Transcribe, word for word, the line containing "bed in this" and each line following it through the end of the listing below. Omit all other lines.

PROVIDED INFORMATION:

════

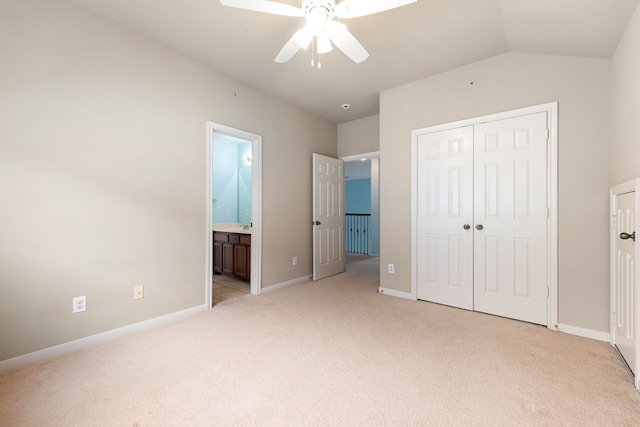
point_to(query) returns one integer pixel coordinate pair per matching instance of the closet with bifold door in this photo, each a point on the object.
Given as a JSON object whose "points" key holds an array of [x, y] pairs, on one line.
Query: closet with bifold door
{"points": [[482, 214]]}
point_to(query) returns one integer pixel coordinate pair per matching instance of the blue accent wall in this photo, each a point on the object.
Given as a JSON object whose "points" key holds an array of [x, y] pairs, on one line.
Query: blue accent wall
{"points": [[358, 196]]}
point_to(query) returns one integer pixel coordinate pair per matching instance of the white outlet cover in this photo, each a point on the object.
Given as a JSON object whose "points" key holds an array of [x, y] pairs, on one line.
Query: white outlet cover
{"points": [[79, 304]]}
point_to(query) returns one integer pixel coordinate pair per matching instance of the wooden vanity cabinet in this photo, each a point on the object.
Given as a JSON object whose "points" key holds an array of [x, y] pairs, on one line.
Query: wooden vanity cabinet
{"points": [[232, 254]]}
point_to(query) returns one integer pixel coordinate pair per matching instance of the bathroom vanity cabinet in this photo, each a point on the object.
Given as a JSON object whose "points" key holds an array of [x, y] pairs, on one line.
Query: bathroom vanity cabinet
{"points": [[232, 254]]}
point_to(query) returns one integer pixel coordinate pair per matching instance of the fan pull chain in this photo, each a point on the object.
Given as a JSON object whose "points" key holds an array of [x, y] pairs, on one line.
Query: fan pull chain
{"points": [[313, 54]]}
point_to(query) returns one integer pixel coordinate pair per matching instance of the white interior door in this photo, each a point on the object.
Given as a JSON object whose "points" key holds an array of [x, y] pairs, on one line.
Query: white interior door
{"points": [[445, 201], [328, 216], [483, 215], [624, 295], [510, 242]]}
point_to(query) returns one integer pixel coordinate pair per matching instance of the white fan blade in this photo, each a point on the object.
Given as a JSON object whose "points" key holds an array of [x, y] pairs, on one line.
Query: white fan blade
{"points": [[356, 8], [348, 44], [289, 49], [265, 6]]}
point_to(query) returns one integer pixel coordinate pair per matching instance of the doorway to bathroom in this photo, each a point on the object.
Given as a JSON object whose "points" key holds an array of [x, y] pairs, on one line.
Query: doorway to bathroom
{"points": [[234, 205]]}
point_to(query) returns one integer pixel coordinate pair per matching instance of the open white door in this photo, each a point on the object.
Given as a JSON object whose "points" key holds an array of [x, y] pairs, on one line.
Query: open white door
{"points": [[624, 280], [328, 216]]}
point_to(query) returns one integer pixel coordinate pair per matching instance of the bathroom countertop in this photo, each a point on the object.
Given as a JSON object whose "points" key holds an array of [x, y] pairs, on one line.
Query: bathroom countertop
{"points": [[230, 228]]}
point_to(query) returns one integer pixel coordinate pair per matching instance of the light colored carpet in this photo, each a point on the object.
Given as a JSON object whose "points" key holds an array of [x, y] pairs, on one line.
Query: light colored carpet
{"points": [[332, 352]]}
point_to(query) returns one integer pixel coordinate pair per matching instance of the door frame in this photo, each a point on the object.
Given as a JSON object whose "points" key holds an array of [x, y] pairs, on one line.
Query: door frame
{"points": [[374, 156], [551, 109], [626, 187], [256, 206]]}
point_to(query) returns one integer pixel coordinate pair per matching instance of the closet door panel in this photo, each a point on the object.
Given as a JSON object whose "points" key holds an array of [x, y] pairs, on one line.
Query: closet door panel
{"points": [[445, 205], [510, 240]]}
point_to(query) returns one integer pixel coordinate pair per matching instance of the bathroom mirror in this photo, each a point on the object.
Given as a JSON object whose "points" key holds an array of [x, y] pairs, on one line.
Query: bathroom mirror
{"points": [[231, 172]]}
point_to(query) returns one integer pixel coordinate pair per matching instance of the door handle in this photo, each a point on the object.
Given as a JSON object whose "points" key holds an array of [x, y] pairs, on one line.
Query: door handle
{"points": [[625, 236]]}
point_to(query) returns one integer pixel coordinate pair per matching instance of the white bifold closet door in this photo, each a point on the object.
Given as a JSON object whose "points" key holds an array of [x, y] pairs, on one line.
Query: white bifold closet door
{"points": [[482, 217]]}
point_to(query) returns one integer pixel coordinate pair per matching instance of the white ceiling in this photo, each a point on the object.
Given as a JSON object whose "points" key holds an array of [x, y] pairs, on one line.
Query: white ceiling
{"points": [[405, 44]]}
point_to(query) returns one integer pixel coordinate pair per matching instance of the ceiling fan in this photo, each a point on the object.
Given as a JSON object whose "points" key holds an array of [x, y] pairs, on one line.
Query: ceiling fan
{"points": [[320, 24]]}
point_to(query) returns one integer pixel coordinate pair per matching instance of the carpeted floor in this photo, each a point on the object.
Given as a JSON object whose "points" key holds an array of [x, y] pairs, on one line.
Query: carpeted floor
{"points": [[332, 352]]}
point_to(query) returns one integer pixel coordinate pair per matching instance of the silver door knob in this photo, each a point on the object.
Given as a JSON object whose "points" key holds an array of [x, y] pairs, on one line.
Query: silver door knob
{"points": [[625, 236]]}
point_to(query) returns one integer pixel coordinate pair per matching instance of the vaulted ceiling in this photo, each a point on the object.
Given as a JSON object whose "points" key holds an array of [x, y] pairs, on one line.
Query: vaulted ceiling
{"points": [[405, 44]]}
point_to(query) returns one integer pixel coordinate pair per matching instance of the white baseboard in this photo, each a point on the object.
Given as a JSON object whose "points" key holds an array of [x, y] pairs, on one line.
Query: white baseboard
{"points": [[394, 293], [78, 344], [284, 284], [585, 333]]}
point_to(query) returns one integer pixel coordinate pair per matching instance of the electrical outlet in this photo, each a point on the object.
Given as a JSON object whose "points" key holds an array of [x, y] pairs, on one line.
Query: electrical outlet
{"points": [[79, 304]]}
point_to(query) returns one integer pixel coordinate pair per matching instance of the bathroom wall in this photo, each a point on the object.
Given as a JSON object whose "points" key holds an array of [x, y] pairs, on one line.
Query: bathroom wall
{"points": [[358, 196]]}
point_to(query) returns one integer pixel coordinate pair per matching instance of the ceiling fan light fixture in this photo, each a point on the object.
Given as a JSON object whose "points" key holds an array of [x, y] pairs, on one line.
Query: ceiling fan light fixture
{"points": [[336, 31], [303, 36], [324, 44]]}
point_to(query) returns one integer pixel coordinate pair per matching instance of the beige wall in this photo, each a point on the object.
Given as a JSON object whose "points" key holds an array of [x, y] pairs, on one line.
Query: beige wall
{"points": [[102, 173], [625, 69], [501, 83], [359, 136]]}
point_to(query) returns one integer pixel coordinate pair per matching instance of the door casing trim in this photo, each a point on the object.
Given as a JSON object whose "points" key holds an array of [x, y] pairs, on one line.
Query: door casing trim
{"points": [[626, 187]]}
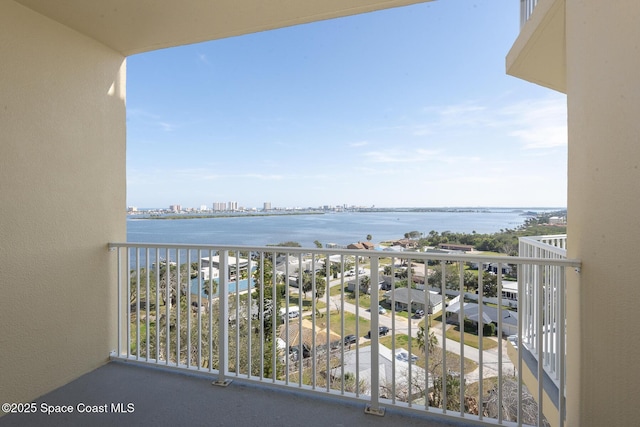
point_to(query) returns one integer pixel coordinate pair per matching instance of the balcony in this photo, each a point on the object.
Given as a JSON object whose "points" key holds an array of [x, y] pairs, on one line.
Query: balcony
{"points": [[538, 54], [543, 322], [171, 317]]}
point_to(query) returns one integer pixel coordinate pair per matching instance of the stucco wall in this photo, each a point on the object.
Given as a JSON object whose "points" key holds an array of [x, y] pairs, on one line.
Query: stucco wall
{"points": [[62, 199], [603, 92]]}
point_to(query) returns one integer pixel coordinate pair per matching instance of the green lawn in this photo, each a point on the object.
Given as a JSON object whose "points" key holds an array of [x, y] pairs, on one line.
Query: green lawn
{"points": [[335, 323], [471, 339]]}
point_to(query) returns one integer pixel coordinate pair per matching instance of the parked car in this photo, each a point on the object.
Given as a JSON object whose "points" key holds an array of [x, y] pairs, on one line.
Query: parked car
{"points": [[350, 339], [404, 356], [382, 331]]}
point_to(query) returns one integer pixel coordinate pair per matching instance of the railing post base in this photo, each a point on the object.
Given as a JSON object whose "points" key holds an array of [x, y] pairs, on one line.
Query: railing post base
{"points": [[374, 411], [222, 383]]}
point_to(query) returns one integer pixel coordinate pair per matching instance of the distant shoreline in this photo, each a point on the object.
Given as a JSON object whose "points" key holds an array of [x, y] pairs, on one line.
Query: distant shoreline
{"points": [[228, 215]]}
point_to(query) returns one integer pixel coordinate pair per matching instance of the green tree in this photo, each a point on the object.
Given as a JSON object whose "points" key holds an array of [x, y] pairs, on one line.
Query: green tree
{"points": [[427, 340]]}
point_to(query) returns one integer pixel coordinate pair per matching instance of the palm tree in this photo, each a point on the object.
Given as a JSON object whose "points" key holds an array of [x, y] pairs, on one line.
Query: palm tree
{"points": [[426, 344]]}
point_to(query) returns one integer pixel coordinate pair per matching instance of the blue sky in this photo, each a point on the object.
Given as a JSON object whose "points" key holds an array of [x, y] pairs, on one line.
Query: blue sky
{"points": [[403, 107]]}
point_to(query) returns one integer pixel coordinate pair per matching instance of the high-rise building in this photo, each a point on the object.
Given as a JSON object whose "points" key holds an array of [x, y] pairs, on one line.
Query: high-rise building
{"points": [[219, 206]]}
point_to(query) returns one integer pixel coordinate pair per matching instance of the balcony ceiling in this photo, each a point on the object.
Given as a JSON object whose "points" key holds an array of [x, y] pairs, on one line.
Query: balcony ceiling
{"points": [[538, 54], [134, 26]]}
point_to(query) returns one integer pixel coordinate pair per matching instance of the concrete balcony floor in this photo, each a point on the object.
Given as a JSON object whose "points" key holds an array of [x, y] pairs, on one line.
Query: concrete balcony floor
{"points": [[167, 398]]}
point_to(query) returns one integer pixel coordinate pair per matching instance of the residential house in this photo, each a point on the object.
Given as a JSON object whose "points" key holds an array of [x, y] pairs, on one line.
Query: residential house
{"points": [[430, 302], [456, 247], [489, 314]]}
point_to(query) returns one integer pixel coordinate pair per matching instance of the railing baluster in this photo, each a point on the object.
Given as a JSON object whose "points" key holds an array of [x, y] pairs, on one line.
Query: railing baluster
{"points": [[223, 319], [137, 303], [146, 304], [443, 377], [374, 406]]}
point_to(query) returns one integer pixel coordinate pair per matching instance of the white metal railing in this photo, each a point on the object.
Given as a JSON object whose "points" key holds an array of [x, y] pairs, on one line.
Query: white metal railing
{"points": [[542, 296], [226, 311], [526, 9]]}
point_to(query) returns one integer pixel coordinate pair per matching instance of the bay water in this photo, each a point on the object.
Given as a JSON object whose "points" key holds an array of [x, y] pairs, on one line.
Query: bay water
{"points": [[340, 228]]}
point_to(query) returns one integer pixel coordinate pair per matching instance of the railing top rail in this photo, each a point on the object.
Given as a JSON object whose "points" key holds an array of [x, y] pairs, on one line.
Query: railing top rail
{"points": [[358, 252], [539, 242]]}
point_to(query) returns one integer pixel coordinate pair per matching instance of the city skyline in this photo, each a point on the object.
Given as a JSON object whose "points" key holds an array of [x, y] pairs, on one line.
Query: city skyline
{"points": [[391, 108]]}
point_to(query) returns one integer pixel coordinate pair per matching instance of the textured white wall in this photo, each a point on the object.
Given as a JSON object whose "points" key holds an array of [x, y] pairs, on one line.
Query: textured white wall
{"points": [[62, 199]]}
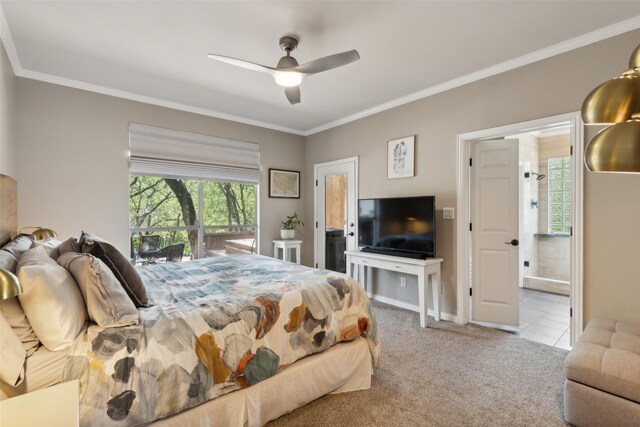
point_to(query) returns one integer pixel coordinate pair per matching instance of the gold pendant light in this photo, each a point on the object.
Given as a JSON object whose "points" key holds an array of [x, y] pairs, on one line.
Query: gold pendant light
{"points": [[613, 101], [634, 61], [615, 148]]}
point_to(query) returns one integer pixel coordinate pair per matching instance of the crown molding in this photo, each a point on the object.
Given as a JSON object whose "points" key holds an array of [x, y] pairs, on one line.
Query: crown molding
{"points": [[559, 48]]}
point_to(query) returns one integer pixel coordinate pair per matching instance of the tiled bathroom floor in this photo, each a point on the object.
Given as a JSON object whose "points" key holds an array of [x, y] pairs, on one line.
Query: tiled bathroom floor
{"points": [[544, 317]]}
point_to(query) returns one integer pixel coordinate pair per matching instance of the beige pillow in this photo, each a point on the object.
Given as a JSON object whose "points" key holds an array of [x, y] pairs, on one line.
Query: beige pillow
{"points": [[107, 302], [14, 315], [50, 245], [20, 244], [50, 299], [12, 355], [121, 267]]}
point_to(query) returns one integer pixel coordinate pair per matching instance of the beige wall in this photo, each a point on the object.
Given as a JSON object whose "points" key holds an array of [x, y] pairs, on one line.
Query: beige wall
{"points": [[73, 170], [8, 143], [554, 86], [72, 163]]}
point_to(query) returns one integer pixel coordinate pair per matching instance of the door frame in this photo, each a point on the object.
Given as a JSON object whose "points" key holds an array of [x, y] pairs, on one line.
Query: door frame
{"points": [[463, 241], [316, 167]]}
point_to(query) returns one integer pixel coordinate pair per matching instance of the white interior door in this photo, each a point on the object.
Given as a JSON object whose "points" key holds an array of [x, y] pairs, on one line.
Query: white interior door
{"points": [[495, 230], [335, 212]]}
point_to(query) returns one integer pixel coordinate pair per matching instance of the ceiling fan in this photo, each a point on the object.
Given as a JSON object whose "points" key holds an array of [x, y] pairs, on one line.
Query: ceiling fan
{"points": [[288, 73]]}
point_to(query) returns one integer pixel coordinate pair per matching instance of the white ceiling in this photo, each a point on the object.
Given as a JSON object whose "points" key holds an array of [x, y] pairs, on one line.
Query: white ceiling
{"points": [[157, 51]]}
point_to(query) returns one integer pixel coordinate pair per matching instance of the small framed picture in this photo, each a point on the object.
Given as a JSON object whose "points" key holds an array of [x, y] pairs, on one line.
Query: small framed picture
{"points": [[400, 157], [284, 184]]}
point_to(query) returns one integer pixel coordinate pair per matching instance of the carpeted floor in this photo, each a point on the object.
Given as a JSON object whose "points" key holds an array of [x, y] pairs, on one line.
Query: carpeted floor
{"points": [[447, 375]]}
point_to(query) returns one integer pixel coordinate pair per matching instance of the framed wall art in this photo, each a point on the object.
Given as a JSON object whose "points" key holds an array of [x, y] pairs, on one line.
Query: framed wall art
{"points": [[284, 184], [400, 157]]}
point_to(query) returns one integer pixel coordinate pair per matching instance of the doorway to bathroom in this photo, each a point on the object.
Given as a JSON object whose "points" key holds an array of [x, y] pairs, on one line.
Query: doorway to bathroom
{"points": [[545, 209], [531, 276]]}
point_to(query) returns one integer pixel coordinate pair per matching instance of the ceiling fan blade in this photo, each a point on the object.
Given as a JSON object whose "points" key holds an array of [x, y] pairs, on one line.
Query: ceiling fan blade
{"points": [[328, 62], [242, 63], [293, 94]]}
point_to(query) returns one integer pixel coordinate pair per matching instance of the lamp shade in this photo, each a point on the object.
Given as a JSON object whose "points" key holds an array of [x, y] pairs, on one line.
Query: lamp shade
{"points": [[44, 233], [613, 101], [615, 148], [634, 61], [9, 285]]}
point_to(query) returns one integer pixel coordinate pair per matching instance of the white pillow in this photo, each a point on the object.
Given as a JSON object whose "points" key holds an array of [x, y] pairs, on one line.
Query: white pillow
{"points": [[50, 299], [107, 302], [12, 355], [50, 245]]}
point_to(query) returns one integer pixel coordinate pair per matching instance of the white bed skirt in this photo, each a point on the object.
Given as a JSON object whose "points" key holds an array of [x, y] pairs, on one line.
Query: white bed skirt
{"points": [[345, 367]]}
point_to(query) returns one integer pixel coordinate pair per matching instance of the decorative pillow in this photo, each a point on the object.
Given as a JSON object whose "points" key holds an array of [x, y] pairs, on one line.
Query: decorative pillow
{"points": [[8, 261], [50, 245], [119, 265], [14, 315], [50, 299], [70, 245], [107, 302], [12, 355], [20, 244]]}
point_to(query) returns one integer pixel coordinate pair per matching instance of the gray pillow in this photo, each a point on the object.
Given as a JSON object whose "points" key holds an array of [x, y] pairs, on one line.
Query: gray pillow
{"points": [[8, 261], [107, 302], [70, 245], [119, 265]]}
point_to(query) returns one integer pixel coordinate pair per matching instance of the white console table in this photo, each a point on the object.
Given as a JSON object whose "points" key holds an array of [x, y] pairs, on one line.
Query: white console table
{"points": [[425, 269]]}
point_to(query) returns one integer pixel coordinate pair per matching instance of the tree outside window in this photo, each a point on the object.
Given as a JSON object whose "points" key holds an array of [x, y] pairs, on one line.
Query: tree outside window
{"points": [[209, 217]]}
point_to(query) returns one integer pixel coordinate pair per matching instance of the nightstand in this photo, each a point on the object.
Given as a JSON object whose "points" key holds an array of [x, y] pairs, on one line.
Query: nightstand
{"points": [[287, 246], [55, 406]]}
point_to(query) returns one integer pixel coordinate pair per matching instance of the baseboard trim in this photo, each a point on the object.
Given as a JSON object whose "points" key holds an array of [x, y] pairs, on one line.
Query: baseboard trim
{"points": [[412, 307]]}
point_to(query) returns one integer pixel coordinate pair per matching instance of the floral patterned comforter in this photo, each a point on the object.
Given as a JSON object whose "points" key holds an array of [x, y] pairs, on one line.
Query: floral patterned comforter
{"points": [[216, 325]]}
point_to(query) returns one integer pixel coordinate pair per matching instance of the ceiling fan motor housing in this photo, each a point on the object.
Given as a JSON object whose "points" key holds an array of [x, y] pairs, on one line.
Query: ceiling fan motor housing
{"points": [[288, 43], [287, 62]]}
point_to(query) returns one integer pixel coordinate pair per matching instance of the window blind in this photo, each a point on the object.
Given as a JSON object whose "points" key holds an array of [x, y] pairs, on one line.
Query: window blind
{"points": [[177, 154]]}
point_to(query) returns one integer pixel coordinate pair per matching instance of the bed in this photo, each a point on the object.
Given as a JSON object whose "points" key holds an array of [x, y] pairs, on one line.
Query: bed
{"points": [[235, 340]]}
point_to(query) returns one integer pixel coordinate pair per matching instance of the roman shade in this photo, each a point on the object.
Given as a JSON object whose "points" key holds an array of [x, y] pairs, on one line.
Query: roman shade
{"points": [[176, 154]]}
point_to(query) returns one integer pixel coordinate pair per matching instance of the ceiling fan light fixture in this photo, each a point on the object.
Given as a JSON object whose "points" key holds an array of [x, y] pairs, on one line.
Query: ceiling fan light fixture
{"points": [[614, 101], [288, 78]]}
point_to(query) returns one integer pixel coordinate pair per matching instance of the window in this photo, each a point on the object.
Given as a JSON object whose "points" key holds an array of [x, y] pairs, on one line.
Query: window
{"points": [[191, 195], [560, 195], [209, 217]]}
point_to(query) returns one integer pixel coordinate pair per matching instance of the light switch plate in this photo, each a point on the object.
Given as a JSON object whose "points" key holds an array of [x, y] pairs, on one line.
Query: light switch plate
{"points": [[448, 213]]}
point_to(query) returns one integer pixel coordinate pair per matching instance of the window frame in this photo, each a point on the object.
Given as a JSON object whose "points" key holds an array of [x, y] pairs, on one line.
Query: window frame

════

SOLVED PROBLEM:
point_to(query) returns one integer pixel coordinate pair per matching instance of the bed in this photo, each a point on the object.
Given as a JSON object whose "points" key holds an array of [x, y] pairs, on one line.
Query: bed
{"points": [[235, 340]]}
point_to(query) returns one integer pixel coordinate pair per matching instance of the roman shade in this photo, each a point on the object.
Given as a JSON object whose "points" key holds an array of [x, y] pairs, on one line.
Query: roman shade
{"points": [[176, 154]]}
point_to(query) returns one integer pixel coordinate pair per matching instance of the ceiling fan light fixture in this photo, each a point on the object.
Given as a JSON object whose "points" key holds an array of [x, y] pairs, on one line.
Query: ceiling fan light fixture
{"points": [[614, 101], [288, 78]]}
point_to(query) returns one integer pixel coordinate pair per matching instance of the window in this photo, each a point on the object.
Given as a JSON object whose "points" key holds an array of [x, y] pairs, on one line.
Query: window
{"points": [[191, 195], [560, 195], [209, 217]]}
point_to(query) returns one integer pixel coordinate pair per matching instance of the light switch plate in this photo, each a point on the object.
Given as a JSON object whose "points" key holds an array of [x, y] pairs, on one line.
Query: light switch plate
{"points": [[448, 213]]}
point_to(query) returns one integer pixel coordinate pair per matching instance of the window frame in this photo, each a point on the object.
Given as a JSON object whose "points" key holds an array of [x, y] pairs, on one line.
Query: window frame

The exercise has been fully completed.